* Text under study
Learning Is Forgetting: LLM Training as Lossy Compression

A new paper at ICLR 2026 makes a provocative claim: large language models don't learn by accumulating knowledge. They learn by forgetting it.

"Learning is Forgetting: LLM Training as Lossy Compression" — from a cross-disciplinary team including Henry Conklin, Tom Hosking, Tan Yi-Chern, Jonathan D. Cohen, Sarah-Jane Leslie, Thomas L. Griffiths, Max Bartolo, and Seraphina Goldfarb-Tarrant — reframes what pre-training actually does. Rather than building a comprehensive store of information, models selectively compress their training data, discarding everything that doesn't serve next-sequence prediction. The forgetting isn't a flaw in the process. It's the mechanism.

The team grounds this argument in Information Bottleneck theory, a framework with roots in both information theory and cognitive science. Their empirical work spans multiple open-weights model families and shows that pre-training consistently pushes models toward the Information Bottleneck bound — the theoretical ceiling of compression optimality for a given training objective. Different model families land at different points along that curve, likely reflecting differences in training data composition and recipes, but the same compression dynamic shows up across all of them.

The more immediately useful finding is that compression quality is predictive. How well a model has compressed its training signal — and what structure it preserved in doing so — turns out to forecast performance across a wide range of downstream benchmarks. That amounts to a potential new diagnostic: a way to assess a model's likely capabilities from its internal representational structure, without running task-specific probes or fine-tuning experiments.

For anyone trying to understand why frontier models trained on comparable data volumes can diverge so sharply in performance, the framework offers a candidate explanation. The gap may lie not in how much a model has seen, but in how efficiently it compressed what it saw.

The paper was submitted January 26 and last revised March 8, 2026. It is available on OpenReview under CC BY 4.0.

* Data excerpts
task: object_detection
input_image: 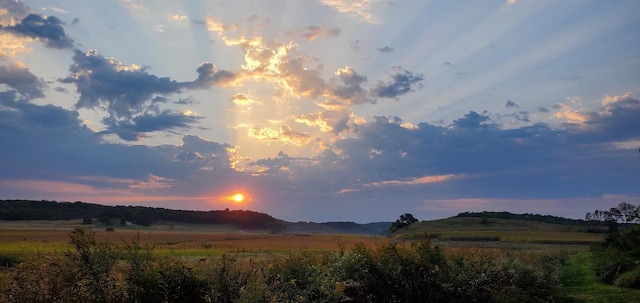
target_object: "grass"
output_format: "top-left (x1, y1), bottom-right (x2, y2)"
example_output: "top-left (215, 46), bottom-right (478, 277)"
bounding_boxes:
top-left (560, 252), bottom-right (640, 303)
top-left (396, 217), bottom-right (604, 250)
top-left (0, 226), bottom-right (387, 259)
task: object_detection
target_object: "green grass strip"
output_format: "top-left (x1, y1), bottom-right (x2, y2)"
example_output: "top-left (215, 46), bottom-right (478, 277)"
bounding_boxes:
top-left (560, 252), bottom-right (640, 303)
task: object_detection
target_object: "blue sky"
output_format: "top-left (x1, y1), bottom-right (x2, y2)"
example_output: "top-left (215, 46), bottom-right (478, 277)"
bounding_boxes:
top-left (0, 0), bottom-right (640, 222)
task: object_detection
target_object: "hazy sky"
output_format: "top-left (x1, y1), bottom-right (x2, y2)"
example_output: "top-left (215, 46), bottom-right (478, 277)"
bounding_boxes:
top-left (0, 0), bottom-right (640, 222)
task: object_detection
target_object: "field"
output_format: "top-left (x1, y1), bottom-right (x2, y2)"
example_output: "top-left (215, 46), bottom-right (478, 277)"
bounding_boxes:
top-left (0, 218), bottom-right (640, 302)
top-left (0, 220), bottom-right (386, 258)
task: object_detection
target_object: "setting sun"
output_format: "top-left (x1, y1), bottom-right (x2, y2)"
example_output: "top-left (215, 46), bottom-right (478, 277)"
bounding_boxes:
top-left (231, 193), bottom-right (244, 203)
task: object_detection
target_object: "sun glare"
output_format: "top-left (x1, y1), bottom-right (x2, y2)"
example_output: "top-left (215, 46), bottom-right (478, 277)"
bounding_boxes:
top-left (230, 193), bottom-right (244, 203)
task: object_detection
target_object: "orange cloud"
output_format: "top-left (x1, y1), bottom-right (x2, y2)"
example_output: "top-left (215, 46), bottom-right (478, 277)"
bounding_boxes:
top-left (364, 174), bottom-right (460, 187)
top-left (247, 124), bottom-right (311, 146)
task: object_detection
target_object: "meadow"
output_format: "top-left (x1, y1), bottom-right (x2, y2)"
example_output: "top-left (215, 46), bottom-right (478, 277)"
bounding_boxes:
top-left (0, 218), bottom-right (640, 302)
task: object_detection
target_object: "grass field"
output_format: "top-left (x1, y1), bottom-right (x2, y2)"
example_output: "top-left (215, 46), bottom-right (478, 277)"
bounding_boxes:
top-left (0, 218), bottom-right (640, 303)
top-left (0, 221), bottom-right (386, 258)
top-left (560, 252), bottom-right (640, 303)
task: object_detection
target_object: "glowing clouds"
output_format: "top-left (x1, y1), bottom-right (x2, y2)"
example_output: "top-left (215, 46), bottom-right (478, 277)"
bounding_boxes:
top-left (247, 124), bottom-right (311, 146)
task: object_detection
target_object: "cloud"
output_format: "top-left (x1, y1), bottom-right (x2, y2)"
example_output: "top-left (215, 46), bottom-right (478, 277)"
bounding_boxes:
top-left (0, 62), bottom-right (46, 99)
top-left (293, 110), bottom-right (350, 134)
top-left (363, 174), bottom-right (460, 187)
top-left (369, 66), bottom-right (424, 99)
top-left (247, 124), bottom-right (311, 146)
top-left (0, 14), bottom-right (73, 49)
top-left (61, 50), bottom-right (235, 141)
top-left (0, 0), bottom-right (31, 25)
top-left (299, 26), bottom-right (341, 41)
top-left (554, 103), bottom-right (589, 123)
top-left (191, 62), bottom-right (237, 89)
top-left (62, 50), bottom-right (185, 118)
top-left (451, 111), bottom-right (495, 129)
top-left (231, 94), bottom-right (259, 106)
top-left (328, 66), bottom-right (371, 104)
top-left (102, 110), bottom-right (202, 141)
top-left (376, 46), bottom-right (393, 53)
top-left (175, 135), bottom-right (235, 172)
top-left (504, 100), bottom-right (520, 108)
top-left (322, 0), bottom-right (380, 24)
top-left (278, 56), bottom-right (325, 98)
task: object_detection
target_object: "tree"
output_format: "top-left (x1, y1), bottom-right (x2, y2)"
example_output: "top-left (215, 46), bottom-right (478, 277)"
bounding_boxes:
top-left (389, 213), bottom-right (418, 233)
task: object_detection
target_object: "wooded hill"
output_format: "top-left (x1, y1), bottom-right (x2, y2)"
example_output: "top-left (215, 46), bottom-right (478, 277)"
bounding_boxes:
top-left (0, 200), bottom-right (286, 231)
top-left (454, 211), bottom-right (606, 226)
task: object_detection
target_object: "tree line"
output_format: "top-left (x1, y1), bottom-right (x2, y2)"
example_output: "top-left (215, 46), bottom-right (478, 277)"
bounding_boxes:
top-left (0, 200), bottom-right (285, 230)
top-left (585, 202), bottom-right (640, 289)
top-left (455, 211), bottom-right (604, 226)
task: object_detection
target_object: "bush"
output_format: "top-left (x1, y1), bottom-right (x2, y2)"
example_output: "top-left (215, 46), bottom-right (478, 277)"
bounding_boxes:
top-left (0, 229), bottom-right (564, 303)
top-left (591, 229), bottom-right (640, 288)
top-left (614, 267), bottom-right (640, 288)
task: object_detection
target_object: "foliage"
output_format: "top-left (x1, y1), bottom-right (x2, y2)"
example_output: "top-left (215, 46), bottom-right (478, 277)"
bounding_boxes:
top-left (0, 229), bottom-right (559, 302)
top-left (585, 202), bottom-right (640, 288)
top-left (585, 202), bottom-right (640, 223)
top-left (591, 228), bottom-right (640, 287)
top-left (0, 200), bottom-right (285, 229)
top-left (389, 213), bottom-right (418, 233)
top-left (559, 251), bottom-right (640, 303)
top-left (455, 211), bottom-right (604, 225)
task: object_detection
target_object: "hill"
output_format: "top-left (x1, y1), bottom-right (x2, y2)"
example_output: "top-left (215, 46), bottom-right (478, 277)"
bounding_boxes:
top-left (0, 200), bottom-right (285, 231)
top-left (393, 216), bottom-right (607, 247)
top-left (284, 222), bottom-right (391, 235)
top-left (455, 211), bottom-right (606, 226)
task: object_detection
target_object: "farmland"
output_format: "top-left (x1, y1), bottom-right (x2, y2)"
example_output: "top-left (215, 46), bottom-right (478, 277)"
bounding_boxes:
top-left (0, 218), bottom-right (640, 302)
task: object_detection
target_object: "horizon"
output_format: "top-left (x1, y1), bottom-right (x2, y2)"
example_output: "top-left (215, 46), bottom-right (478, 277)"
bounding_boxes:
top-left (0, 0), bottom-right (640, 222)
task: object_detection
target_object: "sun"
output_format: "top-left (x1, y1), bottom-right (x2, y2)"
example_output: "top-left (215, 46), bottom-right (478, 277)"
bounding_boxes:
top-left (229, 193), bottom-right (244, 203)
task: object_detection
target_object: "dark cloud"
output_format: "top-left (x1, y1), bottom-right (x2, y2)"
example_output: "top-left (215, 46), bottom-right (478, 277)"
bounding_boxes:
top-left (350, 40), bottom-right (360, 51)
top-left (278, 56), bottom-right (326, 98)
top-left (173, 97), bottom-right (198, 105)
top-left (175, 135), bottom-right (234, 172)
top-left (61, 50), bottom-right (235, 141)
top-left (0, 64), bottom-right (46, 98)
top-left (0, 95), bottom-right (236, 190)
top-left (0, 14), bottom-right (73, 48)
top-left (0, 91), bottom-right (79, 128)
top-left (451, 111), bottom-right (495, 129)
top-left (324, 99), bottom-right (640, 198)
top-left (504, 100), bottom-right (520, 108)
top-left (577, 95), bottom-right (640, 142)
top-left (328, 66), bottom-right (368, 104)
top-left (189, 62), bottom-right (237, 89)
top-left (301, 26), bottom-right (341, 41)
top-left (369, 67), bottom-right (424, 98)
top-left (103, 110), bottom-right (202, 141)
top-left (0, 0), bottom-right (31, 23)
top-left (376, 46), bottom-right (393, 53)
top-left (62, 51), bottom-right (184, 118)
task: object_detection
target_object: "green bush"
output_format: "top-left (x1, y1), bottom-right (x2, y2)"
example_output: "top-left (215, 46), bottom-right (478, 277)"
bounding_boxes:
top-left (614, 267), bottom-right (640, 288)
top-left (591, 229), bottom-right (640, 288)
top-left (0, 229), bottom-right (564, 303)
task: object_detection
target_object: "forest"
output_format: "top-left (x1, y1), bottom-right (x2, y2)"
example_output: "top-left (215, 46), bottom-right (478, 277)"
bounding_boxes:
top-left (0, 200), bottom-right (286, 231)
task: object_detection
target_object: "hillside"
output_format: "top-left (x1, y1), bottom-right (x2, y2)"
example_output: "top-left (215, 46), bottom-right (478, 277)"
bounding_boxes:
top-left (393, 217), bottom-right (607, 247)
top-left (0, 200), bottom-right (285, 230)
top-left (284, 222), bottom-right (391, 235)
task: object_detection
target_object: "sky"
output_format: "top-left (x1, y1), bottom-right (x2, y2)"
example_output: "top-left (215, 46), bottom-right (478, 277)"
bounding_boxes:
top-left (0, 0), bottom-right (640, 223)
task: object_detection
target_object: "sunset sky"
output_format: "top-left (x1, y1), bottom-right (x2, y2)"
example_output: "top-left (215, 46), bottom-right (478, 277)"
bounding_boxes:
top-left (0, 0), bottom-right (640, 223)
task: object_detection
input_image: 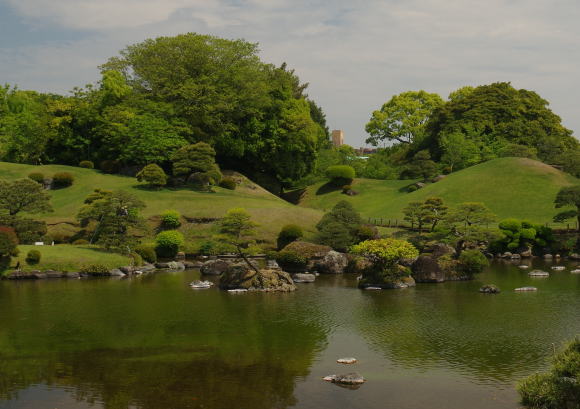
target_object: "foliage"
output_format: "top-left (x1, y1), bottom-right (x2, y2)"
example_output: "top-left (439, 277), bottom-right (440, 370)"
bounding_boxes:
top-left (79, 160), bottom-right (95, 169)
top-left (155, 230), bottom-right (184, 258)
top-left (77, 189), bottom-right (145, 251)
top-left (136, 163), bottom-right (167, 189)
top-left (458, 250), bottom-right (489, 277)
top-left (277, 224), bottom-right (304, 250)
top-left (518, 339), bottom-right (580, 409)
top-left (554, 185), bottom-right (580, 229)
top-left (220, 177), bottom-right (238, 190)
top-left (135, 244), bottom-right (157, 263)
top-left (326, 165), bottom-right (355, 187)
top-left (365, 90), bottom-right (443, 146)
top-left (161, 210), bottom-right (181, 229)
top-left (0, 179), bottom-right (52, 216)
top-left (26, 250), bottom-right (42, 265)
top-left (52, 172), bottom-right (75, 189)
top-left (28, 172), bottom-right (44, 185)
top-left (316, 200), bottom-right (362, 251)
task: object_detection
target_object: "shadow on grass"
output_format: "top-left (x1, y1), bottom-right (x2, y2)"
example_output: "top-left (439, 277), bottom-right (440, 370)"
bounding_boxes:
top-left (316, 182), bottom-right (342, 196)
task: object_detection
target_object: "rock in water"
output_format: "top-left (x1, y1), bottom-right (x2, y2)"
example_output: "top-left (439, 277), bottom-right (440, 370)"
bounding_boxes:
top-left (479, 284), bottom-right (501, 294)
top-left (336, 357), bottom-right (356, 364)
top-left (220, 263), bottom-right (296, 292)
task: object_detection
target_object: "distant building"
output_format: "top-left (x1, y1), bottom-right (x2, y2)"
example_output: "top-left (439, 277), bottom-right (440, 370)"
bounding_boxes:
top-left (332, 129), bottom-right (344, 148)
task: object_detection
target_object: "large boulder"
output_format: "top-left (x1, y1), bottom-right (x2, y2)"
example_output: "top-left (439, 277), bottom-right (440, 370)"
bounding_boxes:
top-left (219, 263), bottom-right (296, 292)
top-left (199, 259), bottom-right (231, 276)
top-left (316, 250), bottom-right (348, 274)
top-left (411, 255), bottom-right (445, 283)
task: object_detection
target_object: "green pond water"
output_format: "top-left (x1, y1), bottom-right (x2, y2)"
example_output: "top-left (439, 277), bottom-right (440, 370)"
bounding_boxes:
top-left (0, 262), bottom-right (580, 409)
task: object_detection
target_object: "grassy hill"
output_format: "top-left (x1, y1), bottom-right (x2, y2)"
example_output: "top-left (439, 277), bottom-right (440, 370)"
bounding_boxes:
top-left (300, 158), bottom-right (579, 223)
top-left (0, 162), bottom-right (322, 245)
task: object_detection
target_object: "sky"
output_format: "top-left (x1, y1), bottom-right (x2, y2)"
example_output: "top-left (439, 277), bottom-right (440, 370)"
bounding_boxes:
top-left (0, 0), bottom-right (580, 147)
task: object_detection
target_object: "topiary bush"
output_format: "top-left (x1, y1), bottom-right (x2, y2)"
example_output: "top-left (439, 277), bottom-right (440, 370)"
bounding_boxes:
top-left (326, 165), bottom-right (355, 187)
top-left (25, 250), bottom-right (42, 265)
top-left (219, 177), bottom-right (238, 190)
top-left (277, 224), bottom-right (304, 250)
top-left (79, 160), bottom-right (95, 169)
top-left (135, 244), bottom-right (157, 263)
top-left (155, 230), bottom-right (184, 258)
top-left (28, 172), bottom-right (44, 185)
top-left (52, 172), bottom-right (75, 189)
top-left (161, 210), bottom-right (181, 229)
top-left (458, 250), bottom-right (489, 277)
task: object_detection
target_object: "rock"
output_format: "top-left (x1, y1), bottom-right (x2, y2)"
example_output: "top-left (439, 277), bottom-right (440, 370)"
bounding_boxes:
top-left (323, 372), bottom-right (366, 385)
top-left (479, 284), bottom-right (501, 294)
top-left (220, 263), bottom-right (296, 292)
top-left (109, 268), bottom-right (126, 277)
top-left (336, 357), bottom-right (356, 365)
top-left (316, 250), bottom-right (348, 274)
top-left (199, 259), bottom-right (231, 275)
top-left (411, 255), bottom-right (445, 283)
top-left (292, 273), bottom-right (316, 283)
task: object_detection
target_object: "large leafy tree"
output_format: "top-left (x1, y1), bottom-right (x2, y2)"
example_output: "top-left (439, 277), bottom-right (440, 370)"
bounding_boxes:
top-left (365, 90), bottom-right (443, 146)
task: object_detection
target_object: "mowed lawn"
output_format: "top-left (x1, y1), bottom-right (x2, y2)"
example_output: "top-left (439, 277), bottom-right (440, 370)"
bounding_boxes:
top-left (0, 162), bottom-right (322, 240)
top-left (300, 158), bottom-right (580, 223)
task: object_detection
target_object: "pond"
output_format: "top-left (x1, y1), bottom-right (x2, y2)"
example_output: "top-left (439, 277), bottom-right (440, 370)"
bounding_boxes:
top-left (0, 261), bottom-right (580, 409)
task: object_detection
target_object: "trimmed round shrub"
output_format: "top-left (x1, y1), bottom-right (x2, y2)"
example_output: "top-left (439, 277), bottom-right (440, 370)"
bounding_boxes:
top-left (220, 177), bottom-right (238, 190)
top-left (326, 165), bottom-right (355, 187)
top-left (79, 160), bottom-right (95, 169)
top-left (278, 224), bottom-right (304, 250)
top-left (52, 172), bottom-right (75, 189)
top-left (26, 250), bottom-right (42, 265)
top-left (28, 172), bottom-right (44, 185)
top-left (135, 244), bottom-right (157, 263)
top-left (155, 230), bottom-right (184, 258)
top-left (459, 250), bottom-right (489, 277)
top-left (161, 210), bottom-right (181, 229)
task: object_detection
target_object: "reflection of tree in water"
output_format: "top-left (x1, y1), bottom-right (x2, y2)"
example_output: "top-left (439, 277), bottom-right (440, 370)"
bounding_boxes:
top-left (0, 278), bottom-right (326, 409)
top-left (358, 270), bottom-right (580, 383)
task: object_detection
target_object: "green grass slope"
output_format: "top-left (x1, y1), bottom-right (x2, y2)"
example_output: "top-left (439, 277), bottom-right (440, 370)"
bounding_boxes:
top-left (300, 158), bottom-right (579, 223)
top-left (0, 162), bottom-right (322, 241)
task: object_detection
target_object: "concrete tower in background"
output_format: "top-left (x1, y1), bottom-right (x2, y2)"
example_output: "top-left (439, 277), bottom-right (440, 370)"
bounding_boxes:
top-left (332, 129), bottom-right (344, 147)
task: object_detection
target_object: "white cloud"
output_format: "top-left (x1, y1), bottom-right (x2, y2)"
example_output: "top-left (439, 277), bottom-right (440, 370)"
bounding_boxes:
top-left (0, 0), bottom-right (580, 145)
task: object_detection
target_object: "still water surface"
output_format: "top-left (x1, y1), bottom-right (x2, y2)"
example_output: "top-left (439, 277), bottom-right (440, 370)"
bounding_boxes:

* Problem description
Reproduce the passage of the article on LLM training as lossy compression word for word, from "A new paper" up to and including "It's the mechanism.".

* Written response
A new paper at ICLR 2026 makes a provocative claim: large language models don't learn by accumulating knowledge. They learn by forgetting it.

"Learning is Forgetting: LLM Training as Lossy Compression" — from a cross-disciplinary team including Henry Conklin, Tom Hosking, Tan Yi-Chern, Jonathan D. Cohen, Sarah-Jane Leslie, Thomas L. Griffiths, Max Bartolo, and Seraphina Goldfarb-Tarrant — reframes what pre-training actually does. Rather than building a comprehensive store of information, models selectively compress their training data, discarding everything that doesn't serve next-sequence prediction. The forgetting isn't a flaw in the process. It's the mechanism.